**Given exercise:**
Write a continuation of the reader comments on arcade and fighting-game memories below, starting after their final line.

I honestly wasn't a huge arcade guy, as I couldn't get enough quarters from Mom and Dad to make it worth it, but I would go into the arcade and watch others crowd around the cabinets, hearing cheers on and off from across the room. I remember the Mortal Kombat series being a bit more popular where I lived, but Street Fighter is always the one I preferred.

I actually never owned one of the games until Street Fighter II Turbo Hyperfighting came out for the Wii's Virtual Console, and later the HD Remix version on the PS3. I suck at both, but as the article says, "I don't care." Something about those games makes you have fun, even when you're losing, probably because there's more of a sense of "damn, I almost had you that time and maybe next time...

...one...more...quarter...

My fighter experience is polarized between beating the snot out of my brother in SNES games like Street Fighter II Turbo and ClayFighter, and having the snot hastily expelled from me in DOA 3 by my best friend. Strangely enough I was more furious the few times my brother beat me than the million times my best friend beat me. And the few times I did manage to beat my friend were true victories.

Nice words Demi; summoned up memories of Space Invaders, Galaxians and Defender, rows of quarters (ok, 10 pence coins, but I'm trying to adapt to the colonies) and way too many Saturdays spent doing little else than standing around, pockets full of the remains of our paper round wages, spilling soda and chips (crisps, but most here wouldn't understand me) with friends as we all fought over who's three letter tag would be sitting on the magic top line at the end of the day.

Dude, yes. ... Just ... yes.

Dataset excerpt
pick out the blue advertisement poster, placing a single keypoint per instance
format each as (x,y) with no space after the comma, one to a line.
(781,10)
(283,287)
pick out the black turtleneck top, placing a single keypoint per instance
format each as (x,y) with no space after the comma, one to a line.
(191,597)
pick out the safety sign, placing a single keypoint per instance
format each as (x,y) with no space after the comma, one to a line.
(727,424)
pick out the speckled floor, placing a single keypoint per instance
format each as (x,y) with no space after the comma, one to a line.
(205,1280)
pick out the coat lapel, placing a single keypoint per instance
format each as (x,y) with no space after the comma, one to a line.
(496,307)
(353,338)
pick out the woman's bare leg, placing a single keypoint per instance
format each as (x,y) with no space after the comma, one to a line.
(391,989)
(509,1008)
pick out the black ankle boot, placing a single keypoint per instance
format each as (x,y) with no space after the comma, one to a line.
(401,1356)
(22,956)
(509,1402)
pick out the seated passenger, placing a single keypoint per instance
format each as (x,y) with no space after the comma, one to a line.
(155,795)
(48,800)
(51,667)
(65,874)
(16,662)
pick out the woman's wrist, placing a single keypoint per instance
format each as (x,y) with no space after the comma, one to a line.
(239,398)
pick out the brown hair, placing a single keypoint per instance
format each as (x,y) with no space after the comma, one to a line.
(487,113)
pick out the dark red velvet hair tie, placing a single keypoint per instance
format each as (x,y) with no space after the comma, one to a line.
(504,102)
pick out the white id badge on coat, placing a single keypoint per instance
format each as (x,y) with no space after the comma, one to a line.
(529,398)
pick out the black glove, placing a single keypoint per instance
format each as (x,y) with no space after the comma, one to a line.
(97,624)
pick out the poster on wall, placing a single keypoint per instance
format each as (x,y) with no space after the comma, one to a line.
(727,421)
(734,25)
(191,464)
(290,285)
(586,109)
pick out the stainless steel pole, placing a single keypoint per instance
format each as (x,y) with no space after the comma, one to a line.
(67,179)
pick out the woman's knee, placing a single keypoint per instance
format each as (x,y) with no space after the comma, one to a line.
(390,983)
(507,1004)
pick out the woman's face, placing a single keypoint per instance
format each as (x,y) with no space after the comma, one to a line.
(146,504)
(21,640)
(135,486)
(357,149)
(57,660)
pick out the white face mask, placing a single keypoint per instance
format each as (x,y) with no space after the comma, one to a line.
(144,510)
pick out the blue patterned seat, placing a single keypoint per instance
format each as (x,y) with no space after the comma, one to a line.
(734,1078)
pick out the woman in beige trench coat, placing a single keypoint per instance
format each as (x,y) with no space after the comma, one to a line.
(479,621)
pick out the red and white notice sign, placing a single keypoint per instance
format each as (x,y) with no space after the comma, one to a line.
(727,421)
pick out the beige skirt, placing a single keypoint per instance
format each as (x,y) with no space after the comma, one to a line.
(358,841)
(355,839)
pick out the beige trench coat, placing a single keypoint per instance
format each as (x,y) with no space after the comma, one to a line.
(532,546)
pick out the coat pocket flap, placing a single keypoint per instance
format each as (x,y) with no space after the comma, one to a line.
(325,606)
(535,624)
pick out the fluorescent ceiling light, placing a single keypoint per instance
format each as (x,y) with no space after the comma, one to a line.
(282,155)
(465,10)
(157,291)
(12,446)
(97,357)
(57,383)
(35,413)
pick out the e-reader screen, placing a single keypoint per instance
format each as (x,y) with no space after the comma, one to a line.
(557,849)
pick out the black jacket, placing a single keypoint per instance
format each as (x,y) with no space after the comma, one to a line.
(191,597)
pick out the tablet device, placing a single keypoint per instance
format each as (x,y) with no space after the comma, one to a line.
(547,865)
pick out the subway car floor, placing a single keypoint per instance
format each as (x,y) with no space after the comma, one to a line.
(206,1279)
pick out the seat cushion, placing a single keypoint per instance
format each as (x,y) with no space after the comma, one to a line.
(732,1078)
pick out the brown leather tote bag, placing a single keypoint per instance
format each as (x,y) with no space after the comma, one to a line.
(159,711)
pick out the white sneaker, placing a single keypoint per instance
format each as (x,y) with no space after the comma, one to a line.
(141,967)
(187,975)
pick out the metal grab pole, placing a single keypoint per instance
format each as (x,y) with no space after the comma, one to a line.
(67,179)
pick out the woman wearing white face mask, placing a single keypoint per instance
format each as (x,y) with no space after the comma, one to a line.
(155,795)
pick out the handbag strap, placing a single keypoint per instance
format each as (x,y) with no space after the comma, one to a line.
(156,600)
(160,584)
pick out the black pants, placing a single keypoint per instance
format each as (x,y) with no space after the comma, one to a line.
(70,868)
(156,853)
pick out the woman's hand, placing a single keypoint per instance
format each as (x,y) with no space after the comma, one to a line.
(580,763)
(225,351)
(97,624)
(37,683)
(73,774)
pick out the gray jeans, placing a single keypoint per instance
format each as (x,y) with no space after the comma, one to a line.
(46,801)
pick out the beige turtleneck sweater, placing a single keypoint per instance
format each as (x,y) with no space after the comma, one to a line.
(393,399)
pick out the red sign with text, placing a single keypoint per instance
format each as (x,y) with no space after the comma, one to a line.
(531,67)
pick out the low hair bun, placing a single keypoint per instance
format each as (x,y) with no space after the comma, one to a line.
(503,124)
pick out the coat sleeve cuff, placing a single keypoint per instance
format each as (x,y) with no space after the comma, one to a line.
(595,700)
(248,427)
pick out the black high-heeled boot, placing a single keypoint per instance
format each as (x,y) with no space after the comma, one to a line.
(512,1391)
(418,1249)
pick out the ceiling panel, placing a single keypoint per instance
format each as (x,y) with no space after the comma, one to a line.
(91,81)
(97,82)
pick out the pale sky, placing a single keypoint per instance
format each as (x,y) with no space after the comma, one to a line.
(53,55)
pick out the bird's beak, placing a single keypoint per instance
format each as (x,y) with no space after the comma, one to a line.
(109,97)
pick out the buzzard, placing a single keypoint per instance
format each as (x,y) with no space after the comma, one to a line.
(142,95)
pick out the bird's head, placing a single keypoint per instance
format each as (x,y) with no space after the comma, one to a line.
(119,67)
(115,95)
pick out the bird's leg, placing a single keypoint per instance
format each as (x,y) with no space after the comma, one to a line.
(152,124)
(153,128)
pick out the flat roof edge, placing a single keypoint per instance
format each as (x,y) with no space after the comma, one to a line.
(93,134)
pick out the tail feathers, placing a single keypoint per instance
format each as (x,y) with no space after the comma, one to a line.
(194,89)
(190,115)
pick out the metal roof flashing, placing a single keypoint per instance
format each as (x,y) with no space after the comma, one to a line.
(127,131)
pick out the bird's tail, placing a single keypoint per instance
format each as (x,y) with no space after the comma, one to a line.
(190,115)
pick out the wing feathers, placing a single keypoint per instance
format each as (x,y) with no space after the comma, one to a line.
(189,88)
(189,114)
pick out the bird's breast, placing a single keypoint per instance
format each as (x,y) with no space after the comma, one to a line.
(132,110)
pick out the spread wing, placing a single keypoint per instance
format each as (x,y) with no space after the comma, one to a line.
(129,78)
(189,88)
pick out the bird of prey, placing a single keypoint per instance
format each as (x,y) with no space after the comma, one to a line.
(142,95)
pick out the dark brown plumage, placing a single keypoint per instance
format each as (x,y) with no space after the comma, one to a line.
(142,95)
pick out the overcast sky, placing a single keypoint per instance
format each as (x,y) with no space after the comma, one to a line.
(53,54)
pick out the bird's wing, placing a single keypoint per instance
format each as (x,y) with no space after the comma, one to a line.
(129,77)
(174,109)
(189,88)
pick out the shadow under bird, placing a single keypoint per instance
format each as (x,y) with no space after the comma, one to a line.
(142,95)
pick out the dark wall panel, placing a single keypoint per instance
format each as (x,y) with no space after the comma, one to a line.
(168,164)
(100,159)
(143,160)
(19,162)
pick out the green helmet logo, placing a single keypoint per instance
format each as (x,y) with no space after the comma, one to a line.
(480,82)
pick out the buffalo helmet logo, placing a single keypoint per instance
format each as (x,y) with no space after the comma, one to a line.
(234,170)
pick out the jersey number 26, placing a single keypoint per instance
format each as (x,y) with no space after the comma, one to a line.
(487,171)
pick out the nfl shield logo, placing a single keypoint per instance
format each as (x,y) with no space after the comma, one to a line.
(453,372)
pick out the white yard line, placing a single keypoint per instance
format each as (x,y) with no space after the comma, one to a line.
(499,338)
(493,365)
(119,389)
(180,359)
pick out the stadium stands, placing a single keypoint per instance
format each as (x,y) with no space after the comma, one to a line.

**Task response:**
For me, growing up in Chicago, it was often the local video store, greasy spoon, or pool hall for a Street Fighter fix (often, um, upgraded to allow mid-air fireballs or no-charge Sonic Booms). Occasionally we'd make a run after school or hop a train to Belmont and stop into Denis' Place for Games for some Vendetta or similarly-generic beat'em-up, but really it was all about getting a ride out to Lincolnwood and getting dropped off with my friends at Diversions... Oh man. The place reeked of sweat and cheap cologne, there were the punk-@$$ savant kids and the early twenty-something office workers who would go there to cash their checks and crack some hidden moves with their seemingly limitless funds—for us it meant hitting up our parents for $10 or breaking the allowance bank for a few hours of escapism in the noisy dark... there were the beta cabinets for the various new SF iterations and of course the early builds of the Chicago-based, Midway-built Mortal Kombat games. First glimpse of Baraka after hearing about the rumors on the playgrounds was EPIC.

I was never top dog when it came to the fighting games, that was my friend, and there was that feeling of pride knowing that you were walking in with the guy who was going to own the machine in a cool and calculated way, standing to his left or right and just watching him demolish the competition. Then hearing the stories on the drive home after our ride got there to pick us up.

Man, the memories: taking a break from the fighters to go play some classic Run 'n' Gun basketball on the two-screen cabinet and throwing three-quarter-court windmill alley-oops, clogging up the X-Men three-screen arcade cabinet, or heading back to the fighters to wail out an Ultra Combo with Orchid or Sabrewulf...

Playing online will never rival that feeling of glorious success or brutal frustration: "No throws!"

Those days really are gone, and with them, unfortunately, are the Western arcades.

Thanks for the trip down memory lane. I'm always up for reminiscing about the arcade.

It also makes me think back to when EGM was published in Illinois and when the Quartermann rumors often pertained directly to what might be coming up at Diversions... man, those were good times. Waiting a month for new rumors made them that much juicier. A whole generation born into the Internet Age will never be able to understand it.

I was always really, really bad at fighting games, but I pumped a lot of money into the Street Fighter 2 and Mortal Kombat cabinets at the various arcades around town. I don't know that I ever won a single match that wasn't against the computer, but I always held out hope that one of these times, perhaps with a new game, I'd put in my quarters and discover some awesome, prodigious talent hidden deep within me. It never happened, but I did manage to crack the top spot on a number of light gun games.

I wile away many hours in college waiting my turn on the Tekken Tag Tournament or Soul Calibur machine, with a brief foray into Gauntlet Legends where I took my jackal to level 99.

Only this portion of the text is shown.